The problem, say the public funders, is that women aren’t yet applying in sufficient numbers. There’s only so far they can push positive discrimination without compromising artistic quality and prompting a backlash.

“The expectation that within four years you can see change from 10% to 40% was unrealistic from the beginning,” says Hanne Palmquist, head of Nordisk Film & TV Fund. “But we are going in the right direction.”

With woman producers starting to outnumber men, more and more female voices are getting the chance to be heard — not only in genres traditionally associated with women, but also gradually in war films, comedies and thrillers.

It’s no coincidence that this year’s Oscar entries from both countries are by female debutantes: Anne Sewitzky’s “Happy Happy” and Pernilla August’s “Beyond,” the first time Sweden has ever submitted a film by a femme director.

Helmers such as Sevitzky, Sara Johnsen, Maria Sodahl, Eva Sorhaug and Margreth Olin from Norway, and August, Ella Lemhagen, Lisa Aschan, Andrea Ostlund and Lisa Ohlin from Sweden are flourishing in the new climate.

But none has yet achieved the international acclaim of Bier and Scherfig from neighboring Denmark, where the idea of positive discrimination is rejected as absurd, and where women must fight harder to succeed.

The Danes think we’re complete idiots to be making art and discussing gender at the same time,” laughs Swedish producer Anna Croneman.

*SET OF TASKS*:
[1] In the passage on women in Scandinavian film, condense the paragraph beginning "The problem, say the public funders" into one shorter sentence that keeps its main facts.
[2] According to the passage on women in Scandinavian film, which film was the first Swedish submission by a female director?

*DATA PROVIDED*:
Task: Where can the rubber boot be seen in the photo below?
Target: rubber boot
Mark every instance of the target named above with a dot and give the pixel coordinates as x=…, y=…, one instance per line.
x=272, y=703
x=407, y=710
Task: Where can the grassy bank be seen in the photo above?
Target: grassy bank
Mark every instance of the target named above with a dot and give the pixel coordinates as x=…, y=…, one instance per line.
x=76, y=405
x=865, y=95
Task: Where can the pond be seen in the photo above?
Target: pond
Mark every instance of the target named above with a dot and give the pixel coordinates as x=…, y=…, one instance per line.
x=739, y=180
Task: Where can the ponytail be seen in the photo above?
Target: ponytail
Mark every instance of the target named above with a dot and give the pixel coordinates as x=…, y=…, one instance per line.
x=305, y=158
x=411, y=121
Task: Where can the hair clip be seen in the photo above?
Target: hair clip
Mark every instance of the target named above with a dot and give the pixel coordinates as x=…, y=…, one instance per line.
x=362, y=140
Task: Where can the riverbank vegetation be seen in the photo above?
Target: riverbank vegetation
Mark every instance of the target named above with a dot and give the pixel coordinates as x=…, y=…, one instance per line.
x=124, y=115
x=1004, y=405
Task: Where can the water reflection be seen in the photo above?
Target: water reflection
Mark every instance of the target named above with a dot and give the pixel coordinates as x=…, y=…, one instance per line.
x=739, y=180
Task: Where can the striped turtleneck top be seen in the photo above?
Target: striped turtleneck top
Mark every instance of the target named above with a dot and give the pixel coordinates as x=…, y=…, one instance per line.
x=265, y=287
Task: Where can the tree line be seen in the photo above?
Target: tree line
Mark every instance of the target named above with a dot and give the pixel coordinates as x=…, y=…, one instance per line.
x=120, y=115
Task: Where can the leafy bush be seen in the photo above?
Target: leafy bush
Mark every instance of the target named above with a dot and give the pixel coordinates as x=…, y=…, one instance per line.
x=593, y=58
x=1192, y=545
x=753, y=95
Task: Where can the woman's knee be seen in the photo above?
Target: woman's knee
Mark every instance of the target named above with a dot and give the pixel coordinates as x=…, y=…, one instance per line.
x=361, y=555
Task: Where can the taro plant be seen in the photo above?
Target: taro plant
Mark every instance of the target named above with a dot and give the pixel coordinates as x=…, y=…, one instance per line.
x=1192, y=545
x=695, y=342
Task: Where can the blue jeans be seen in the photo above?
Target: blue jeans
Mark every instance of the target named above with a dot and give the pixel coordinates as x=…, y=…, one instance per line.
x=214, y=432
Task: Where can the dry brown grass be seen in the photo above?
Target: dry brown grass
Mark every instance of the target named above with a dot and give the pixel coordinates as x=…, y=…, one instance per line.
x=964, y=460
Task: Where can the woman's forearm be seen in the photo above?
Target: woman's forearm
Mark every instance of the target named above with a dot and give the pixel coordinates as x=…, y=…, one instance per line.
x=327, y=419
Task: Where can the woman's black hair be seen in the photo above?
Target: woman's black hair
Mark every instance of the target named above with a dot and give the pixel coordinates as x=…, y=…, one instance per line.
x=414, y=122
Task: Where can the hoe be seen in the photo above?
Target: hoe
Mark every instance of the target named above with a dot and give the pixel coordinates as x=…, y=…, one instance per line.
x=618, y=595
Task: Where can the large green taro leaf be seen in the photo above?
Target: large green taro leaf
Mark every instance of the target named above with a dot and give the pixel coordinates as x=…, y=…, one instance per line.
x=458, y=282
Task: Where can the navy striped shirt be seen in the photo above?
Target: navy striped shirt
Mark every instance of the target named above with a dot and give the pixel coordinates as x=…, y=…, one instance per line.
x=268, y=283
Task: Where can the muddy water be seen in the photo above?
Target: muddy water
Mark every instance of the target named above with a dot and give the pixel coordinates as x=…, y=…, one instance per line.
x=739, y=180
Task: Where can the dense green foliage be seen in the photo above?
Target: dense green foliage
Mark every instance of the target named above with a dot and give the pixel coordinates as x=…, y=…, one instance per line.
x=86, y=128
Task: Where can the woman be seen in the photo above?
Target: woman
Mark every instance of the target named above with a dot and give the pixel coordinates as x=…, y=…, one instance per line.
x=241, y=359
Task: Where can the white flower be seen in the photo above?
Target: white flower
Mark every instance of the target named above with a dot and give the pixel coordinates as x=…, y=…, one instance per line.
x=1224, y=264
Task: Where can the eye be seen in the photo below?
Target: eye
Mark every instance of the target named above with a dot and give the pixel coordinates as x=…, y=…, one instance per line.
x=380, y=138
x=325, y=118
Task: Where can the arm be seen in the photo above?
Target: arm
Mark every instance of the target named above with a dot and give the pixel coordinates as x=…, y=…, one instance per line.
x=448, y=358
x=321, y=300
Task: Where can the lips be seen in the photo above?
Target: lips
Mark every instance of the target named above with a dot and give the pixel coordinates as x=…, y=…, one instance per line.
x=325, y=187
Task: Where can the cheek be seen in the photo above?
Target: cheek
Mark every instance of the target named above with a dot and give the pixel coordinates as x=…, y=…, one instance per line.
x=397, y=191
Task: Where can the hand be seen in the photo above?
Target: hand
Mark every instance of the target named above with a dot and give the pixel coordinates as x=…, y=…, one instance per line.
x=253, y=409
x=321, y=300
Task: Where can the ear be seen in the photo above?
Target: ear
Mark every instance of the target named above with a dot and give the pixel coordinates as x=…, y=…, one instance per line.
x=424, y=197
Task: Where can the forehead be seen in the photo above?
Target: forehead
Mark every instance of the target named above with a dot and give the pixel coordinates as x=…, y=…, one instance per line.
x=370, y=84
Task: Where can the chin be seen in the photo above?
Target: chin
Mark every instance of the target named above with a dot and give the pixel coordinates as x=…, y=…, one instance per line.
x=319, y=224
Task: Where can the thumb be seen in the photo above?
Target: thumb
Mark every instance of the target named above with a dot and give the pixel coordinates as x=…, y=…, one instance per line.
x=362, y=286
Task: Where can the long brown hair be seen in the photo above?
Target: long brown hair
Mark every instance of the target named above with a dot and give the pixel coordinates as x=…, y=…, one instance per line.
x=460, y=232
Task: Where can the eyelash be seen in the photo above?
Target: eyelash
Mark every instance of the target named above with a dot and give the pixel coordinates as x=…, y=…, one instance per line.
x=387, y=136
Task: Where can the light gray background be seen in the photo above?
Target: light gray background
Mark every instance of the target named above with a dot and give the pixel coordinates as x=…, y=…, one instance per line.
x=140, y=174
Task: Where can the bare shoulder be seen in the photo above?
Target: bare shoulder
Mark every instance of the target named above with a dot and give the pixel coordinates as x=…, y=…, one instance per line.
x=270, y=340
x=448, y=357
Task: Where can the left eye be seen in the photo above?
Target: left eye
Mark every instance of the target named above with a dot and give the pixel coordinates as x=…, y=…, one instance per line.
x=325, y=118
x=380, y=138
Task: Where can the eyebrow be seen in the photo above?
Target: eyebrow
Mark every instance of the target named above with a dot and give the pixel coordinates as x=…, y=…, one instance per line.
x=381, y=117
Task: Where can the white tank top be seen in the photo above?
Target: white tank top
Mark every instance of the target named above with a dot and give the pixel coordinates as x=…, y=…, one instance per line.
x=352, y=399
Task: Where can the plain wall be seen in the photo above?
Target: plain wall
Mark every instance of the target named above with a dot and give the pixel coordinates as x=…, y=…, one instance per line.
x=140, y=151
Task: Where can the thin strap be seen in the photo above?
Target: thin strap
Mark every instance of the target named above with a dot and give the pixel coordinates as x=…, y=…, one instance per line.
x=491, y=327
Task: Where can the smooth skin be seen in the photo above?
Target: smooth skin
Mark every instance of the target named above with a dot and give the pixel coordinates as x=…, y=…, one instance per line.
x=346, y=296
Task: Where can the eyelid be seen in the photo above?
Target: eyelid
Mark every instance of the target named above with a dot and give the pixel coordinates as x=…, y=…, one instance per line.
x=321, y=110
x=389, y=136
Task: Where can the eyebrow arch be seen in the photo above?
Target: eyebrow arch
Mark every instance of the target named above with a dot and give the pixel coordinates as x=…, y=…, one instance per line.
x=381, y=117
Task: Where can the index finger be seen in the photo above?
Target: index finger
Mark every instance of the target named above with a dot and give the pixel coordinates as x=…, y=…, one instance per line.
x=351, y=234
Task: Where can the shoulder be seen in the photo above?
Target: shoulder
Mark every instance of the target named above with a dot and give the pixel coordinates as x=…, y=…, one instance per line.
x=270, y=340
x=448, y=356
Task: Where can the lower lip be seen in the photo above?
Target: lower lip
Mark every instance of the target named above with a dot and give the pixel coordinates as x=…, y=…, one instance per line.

*ANSWER SECTION*:
[1] Public funders say too few women are applying yet, and pushing positive discrimination further could compromise artistic quality and provoke a backlash.

[2] Pernilla August's "Beyond."